What you have to do:
Can you retype the homily on detachment word for word, starting at "All four readings" and ending at "possessions be to us?"?

Extracted text:
——

You Can’t Take It with You: A Homily on Detachment and Faith

Readings and Virtual Homily for August 3, 2025, Eighteenth Sunday of Ordinary Time; When Summer is Allowed to be Summer; Now Starts the Sabbatical

Readings for Mass this Sunday: 

  • Ecclesiastes 1:2; 2:21-23

  • Psalm 90:3-6, 12-14, 17

  • Colossians 3:1-5, 9-11

  • Luke 12:13-21

Dear Friends and Family:

All four readings this weekend can be related easily and generally to a theme of non-attachment to the things of this world.  We are built to last.  Forever.  The things of this world are not built to last.  It is folly, therefore, to place our trust and a sense of security in our possessions.  They might disappear overnight.  Or, as the Gospel passage points out, WE might disappear overnight, might die suddenly and find ourselves in eternity where material things do not count for anything, and then what good would our earthly possessions be to us?

This theme might be broadened beyond the concept of material possessions.  I have never had much in the way of "things," for example, so it is really pretty easy for me to say, "So what if I have to leave all my material possessions behind when I leave this world?  They amount to a car, a computer and some clothes."

——

Supplied data:
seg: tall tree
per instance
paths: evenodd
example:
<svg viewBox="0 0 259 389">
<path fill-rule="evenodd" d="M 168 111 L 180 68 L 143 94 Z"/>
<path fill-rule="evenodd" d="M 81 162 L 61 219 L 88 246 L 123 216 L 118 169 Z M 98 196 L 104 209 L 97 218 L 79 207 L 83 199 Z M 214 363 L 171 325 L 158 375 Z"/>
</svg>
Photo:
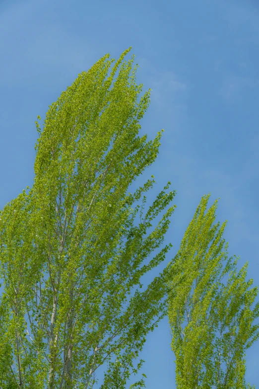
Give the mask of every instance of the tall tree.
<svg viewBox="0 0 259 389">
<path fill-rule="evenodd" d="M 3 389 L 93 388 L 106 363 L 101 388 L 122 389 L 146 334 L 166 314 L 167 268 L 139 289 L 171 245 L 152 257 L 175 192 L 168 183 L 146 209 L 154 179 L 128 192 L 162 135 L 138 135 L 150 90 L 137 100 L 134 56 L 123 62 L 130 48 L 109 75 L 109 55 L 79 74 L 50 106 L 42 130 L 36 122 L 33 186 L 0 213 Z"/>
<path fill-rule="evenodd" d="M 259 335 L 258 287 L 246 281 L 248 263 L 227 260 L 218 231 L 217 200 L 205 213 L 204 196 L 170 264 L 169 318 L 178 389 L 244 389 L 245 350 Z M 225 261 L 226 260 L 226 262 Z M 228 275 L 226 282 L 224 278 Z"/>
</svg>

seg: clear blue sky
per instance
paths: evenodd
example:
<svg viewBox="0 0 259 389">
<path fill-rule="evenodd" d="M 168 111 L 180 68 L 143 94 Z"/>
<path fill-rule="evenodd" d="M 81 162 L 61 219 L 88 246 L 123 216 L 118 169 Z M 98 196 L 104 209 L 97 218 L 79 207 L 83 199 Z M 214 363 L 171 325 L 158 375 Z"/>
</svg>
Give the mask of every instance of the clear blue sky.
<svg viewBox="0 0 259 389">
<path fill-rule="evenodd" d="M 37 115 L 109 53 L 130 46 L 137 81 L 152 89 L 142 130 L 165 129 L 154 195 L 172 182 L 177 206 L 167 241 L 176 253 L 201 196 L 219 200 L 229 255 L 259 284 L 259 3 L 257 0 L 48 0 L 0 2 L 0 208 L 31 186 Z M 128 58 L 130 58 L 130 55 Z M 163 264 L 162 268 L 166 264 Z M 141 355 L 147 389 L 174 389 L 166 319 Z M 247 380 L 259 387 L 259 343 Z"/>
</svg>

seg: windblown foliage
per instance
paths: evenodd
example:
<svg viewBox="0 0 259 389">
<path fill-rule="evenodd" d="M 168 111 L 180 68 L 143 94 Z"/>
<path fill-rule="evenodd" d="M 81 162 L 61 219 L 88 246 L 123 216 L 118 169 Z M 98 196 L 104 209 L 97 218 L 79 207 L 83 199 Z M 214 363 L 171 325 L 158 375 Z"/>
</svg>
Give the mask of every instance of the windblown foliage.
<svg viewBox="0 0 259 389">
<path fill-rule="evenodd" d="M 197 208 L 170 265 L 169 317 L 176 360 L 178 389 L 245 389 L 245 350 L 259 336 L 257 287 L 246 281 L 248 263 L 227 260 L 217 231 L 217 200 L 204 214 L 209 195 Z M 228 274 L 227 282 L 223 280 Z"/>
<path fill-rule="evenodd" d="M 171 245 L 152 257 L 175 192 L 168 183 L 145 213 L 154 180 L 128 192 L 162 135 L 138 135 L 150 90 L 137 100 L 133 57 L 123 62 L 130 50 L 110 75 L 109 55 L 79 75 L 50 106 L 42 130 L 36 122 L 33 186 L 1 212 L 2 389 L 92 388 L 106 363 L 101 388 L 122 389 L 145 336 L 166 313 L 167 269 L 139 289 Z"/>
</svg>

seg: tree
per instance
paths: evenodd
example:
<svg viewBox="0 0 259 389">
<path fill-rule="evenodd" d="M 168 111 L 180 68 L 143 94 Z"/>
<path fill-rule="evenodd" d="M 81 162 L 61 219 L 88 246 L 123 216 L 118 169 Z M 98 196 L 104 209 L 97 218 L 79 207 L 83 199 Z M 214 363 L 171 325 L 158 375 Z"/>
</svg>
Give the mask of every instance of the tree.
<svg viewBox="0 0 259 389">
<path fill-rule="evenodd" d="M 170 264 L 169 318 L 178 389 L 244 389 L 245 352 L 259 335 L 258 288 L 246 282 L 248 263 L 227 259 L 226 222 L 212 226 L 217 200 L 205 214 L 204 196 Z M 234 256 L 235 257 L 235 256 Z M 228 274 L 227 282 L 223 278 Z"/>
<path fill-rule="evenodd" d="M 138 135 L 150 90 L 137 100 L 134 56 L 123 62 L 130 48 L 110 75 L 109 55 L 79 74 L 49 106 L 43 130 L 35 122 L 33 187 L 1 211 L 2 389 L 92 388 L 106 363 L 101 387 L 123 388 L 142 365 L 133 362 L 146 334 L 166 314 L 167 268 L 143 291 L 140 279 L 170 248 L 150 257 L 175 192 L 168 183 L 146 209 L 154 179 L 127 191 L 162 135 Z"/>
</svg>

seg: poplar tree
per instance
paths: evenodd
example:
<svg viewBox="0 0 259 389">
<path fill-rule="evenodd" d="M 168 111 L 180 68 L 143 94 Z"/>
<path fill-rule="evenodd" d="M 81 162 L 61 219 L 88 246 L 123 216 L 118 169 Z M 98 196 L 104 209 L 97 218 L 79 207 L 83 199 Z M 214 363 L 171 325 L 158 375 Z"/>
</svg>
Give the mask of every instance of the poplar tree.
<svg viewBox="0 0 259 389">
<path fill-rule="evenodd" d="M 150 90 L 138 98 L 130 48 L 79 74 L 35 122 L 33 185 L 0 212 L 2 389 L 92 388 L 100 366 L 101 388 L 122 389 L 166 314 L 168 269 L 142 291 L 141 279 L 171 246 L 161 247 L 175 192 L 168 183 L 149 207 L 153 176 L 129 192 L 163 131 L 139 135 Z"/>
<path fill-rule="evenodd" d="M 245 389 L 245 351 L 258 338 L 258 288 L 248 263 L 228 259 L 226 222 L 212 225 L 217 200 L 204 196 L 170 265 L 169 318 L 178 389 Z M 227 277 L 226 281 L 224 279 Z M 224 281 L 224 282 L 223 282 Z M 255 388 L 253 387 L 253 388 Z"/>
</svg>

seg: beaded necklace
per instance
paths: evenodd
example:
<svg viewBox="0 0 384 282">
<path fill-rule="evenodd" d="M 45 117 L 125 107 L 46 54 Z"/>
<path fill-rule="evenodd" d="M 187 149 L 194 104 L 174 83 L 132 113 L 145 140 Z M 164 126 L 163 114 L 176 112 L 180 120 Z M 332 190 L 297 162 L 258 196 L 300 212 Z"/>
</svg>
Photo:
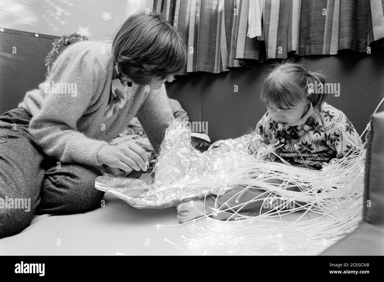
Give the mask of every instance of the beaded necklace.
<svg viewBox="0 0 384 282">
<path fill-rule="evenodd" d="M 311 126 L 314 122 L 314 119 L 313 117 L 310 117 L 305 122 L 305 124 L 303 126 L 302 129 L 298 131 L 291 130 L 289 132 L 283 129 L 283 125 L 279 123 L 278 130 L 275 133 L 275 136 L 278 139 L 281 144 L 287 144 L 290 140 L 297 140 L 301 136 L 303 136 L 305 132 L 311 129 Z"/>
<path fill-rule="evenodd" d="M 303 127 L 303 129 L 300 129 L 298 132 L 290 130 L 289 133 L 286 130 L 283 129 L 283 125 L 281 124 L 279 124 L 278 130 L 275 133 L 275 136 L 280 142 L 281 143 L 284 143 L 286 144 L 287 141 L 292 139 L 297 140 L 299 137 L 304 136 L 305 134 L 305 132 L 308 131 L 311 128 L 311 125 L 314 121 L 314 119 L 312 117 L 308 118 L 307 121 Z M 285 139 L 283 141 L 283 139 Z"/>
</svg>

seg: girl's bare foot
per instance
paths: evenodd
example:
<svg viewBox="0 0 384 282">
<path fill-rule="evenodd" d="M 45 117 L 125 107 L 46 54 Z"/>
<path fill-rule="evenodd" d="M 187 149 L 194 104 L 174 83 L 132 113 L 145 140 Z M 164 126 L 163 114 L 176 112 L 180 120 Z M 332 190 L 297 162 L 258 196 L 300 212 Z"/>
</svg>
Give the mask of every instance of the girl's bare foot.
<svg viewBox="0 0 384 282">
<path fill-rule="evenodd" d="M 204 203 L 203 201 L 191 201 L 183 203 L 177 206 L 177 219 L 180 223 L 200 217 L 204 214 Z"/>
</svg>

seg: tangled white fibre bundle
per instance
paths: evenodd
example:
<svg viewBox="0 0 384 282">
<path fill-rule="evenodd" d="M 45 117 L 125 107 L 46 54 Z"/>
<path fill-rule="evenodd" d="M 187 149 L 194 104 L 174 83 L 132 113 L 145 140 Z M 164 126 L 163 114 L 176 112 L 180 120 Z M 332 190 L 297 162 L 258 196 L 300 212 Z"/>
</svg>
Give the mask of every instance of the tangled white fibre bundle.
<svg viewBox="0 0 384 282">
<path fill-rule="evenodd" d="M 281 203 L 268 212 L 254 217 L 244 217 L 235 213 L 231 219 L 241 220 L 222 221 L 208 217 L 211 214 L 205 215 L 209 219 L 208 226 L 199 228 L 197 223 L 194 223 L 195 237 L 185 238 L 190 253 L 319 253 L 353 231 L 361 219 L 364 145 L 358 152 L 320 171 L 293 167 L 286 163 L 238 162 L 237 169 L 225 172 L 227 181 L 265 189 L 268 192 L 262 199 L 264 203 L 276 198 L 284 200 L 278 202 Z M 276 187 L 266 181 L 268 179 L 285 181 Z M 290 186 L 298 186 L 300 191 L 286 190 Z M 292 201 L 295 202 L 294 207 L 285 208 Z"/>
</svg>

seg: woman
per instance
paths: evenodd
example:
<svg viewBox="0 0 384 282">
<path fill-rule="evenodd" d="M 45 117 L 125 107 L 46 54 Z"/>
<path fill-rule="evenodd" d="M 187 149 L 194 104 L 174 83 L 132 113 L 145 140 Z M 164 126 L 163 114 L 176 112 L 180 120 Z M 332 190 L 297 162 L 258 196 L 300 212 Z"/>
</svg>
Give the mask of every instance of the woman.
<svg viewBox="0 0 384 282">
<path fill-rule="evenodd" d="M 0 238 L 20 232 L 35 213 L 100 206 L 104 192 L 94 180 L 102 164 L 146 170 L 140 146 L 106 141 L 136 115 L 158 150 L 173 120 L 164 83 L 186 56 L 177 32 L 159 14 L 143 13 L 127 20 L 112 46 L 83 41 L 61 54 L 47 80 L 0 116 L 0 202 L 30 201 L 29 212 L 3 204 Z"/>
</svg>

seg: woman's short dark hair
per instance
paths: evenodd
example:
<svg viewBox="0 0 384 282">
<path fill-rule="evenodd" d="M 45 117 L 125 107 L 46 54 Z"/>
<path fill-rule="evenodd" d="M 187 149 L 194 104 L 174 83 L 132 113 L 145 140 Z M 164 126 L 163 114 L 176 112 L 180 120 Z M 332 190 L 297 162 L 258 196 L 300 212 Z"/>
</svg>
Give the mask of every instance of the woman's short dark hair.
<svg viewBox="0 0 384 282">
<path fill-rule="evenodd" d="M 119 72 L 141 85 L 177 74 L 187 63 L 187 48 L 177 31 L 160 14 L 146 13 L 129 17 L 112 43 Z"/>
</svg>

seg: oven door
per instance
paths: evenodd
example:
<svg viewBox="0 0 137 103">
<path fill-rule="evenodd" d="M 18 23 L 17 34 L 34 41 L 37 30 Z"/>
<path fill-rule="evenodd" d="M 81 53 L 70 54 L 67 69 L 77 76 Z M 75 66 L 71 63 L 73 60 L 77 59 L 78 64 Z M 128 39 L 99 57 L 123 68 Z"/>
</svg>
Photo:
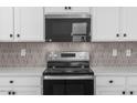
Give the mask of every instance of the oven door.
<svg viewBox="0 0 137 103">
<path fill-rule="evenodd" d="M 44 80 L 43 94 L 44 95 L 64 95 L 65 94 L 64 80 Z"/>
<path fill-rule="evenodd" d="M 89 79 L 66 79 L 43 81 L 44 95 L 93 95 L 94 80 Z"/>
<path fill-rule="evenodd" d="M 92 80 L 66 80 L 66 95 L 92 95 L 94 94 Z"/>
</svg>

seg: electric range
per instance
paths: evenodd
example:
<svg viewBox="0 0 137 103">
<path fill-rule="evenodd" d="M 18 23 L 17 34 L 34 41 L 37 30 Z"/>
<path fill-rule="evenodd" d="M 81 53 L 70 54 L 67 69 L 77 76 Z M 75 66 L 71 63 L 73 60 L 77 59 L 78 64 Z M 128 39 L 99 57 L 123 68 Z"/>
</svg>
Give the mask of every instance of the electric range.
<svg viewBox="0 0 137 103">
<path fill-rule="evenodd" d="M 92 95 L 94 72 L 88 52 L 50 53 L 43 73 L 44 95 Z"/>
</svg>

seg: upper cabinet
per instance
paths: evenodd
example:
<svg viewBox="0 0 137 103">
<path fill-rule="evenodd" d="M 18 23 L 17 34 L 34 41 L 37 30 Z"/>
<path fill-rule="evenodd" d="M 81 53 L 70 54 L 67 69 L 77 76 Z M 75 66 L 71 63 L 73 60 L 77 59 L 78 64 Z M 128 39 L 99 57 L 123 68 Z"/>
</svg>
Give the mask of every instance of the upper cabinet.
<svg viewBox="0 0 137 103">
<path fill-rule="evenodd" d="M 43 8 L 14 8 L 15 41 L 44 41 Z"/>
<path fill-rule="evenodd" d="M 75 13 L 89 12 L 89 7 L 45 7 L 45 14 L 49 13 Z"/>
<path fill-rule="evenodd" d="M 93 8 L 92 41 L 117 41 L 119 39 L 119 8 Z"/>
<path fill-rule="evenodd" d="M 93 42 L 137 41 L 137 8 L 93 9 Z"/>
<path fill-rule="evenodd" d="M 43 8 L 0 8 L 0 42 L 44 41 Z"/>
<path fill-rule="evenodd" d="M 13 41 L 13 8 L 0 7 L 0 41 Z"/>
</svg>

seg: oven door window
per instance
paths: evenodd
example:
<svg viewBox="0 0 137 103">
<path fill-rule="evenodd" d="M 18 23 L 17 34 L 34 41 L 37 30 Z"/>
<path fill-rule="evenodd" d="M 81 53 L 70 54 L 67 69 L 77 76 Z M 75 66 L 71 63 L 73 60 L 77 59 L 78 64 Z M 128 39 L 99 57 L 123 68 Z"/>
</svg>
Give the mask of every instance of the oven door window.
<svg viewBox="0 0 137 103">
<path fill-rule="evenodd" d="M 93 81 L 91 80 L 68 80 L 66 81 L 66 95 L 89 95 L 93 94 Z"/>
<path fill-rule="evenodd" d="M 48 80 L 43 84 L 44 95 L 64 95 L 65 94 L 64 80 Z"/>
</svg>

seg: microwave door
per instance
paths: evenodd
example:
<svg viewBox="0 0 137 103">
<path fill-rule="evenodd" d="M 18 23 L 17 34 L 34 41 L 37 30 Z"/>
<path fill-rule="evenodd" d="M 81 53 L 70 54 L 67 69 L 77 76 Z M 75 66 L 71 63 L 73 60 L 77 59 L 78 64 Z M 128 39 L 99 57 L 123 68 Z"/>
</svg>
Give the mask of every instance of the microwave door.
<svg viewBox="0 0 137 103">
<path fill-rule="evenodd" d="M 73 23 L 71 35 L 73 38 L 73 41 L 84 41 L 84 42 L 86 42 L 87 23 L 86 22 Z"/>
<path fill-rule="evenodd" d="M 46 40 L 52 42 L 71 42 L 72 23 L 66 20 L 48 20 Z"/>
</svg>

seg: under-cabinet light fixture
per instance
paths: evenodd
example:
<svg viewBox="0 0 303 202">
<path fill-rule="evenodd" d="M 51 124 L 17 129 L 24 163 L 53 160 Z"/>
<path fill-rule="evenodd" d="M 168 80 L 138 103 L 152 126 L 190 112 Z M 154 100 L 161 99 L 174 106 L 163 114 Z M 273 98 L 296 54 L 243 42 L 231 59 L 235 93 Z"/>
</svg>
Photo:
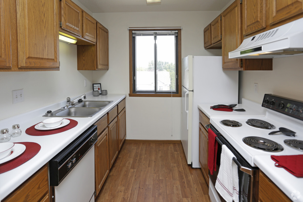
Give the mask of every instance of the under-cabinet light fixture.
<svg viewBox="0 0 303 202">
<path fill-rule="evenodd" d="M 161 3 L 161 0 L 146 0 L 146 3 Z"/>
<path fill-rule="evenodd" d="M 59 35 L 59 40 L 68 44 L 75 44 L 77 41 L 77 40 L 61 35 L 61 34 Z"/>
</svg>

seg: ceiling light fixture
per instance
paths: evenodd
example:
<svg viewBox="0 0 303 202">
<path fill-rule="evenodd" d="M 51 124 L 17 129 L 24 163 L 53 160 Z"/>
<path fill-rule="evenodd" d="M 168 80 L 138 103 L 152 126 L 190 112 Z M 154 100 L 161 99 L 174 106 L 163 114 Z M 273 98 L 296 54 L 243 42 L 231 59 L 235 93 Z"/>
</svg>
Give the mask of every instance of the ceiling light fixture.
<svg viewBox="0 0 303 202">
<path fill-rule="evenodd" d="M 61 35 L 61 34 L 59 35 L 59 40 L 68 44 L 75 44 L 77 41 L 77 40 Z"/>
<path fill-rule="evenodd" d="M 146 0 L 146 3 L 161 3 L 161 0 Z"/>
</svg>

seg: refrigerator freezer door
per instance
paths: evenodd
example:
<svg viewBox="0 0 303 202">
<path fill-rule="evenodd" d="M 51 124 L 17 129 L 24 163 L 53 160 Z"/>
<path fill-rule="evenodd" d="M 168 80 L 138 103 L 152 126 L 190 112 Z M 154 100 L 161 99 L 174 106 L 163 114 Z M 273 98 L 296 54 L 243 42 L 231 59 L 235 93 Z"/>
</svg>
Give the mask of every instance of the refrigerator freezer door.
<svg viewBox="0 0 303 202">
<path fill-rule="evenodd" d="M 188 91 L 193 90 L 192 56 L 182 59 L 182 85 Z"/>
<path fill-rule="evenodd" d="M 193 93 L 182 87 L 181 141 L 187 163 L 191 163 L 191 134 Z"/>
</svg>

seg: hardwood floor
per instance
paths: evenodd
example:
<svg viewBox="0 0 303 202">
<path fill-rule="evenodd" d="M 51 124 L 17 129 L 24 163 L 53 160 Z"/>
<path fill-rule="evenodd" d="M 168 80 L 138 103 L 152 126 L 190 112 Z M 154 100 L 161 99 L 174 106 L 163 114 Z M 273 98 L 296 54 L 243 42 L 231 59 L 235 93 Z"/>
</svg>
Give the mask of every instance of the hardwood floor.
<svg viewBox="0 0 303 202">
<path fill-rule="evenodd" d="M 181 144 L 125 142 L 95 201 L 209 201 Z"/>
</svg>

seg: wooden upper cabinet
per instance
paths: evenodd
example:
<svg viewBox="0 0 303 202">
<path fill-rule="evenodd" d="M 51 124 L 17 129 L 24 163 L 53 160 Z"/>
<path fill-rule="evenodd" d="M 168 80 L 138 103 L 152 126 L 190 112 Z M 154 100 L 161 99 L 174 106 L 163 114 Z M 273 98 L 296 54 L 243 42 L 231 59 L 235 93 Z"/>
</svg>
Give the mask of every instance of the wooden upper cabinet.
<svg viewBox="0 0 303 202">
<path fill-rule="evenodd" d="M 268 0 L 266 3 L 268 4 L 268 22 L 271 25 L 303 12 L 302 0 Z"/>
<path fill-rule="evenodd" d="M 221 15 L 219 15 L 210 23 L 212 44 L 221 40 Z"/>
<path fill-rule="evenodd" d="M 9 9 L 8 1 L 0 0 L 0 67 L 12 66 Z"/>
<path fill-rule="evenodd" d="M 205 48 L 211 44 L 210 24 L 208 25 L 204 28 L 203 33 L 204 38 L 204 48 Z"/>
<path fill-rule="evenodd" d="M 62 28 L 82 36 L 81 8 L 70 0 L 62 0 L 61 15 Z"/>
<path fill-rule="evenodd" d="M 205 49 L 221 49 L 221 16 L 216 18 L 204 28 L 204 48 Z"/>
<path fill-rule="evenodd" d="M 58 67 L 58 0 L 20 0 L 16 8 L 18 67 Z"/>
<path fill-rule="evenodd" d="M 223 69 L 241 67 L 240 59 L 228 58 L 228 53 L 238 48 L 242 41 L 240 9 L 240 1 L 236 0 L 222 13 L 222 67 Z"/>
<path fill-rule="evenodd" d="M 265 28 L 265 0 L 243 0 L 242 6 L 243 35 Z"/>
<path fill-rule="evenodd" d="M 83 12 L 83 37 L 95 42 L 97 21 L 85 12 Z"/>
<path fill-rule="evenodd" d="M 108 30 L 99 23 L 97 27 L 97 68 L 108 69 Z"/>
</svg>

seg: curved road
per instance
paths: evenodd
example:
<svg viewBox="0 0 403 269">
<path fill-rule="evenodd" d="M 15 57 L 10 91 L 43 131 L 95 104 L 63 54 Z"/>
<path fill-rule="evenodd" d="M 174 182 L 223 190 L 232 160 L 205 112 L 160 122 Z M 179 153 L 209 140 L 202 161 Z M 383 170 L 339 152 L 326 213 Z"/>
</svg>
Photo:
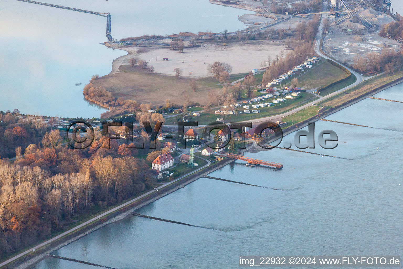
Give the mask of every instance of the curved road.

——

Answer for the task:
All four readings this weekend can be related easily and generally to a theme of non-attachment to the things of this world.  We are built to last.  Forever.  The things of this world are not built to last.  It is folly, therefore, to place our trust and a sense of security in our possessions.  They might disappear overnight.  Or, as the Gospel passage points out, WE might disappear overnight, might die suddenly and find ourselves in eternity where material things do not count for anything, and then what good would our earthly possessions be to us?